* **TRY IT**
From the entries that follow, reproduce exactly and only the lines from the line with "tag the dense" to the line with "the white cloud", endpoints included.

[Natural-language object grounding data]

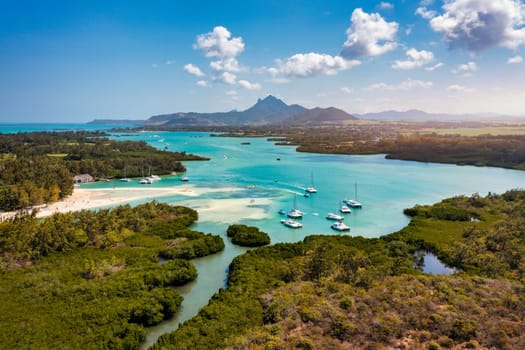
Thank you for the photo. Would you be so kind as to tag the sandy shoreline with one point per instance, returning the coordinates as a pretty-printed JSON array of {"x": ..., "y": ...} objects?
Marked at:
[
  {"x": 83, "y": 198},
  {"x": 210, "y": 209}
]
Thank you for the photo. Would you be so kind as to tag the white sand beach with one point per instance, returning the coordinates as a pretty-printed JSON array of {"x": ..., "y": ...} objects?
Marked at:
[{"x": 209, "y": 209}]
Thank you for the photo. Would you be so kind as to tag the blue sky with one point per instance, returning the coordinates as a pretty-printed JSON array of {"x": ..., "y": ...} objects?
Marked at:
[{"x": 80, "y": 60}]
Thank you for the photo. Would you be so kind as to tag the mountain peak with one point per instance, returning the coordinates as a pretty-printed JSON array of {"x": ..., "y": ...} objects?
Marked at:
[{"x": 271, "y": 100}]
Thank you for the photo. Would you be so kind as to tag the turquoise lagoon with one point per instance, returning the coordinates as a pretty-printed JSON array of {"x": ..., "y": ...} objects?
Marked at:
[{"x": 247, "y": 184}]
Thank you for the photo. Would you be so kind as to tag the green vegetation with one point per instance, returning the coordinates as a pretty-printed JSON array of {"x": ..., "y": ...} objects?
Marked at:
[
  {"x": 37, "y": 168},
  {"x": 340, "y": 292},
  {"x": 405, "y": 140},
  {"x": 247, "y": 236},
  {"x": 93, "y": 280}
]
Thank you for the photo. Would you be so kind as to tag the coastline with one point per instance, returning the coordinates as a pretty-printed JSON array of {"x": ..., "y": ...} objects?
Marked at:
[{"x": 83, "y": 198}]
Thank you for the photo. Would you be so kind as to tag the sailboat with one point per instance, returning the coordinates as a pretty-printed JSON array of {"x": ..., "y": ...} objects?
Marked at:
[
  {"x": 153, "y": 177},
  {"x": 353, "y": 202},
  {"x": 311, "y": 189},
  {"x": 344, "y": 209},
  {"x": 145, "y": 180},
  {"x": 340, "y": 226},
  {"x": 291, "y": 223},
  {"x": 125, "y": 178},
  {"x": 295, "y": 213}
]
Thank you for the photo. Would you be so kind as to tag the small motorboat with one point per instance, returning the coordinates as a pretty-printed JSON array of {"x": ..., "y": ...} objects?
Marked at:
[
  {"x": 345, "y": 210},
  {"x": 334, "y": 216},
  {"x": 291, "y": 223}
]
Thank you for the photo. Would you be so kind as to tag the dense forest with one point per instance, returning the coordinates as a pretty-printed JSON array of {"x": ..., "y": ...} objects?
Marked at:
[
  {"x": 95, "y": 280},
  {"x": 341, "y": 292},
  {"x": 405, "y": 141},
  {"x": 38, "y": 167},
  {"x": 247, "y": 236}
]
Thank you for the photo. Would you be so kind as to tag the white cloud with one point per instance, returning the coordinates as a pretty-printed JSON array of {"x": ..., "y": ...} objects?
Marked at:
[
  {"x": 346, "y": 90},
  {"x": 386, "y": 5},
  {"x": 466, "y": 69},
  {"x": 477, "y": 25},
  {"x": 459, "y": 88},
  {"x": 369, "y": 35},
  {"x": 434, "y": 67},
  {"x": 218, "y": 44},
  {"x": 226, "y": 65},
  {"x": 249, "y": 86},
  {"x": 416, "y": 59},
  {"x": 190, "y": 68},
  {"x": 202, "y": 83},
  {"x": 227, "y": 78},
  {"x": 426, "y": 13},
  {"x": 408, "y": 84},
  {"x": 278, "y": 80},
  {"x": 311, "y": 64},
  {"x": 515, "y": 59}
]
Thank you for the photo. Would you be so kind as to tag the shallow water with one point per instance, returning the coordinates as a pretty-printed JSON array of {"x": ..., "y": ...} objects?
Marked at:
[
  {"x": 434, "y": 266},
  {"x": 247, "y": 184}
]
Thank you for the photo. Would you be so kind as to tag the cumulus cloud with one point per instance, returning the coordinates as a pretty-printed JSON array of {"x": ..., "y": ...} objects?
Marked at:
[
  {"x": 226, "y": 65},
  {"x": 408, "y": 84},
  {"x": 426, "y": 13},
  {"x": 477, "y": 25},
  {"x": 383, "y": 5},
  {"x": 434, "y": 67},
  {"x": 311, "y": 64},
  {"x": 459, "y": 88},
  {"x": 416, "y": 59},
  {"x": 515, "y": 60},
  {"x": 218, "y": 43},
  {"x": 249, "y": 86},
  {"x": 369, "y": 35},
  {"x": 466, "y": 69},
  {"x": 190, "y": 68},
  {"x": 202, "y": 83},
  {"x": 227, "y": 78}
]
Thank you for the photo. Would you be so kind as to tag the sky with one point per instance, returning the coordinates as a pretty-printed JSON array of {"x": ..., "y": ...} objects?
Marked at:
[{"x": 74, "y": 61}]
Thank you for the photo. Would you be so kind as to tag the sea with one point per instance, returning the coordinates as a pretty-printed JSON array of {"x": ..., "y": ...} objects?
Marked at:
[{"x": 249, "y": 180}]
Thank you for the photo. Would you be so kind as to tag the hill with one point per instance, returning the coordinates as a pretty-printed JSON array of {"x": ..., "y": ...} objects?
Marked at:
[
  {"x": 319, "y": 116},
  {"x": 266, "y": 111}
]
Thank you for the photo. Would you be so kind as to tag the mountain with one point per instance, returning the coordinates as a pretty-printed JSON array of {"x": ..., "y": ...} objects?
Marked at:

* **RESULT OF THIS TASK**
Thank you for the photo. Would you be so kind as to tag the dense forest with one point per instance, returning the coordinates as a pretty-printed JSON array of {"x": ..., "y": ...} objects?
Marked at:
[
  {"x": 95, "y": 280},
  {"x": 341, "y": 292},
  {"x": 405, "y": 141},
  {"x": 38, "y": 167},
  {"x": 247, "y": 236}
]
Thank you for the photo. Would you be so kind as to tag the white cloud with one point per instance, returning the coordinates as a pretty-printed JSON array of {"x": ..., "y": ...} objects?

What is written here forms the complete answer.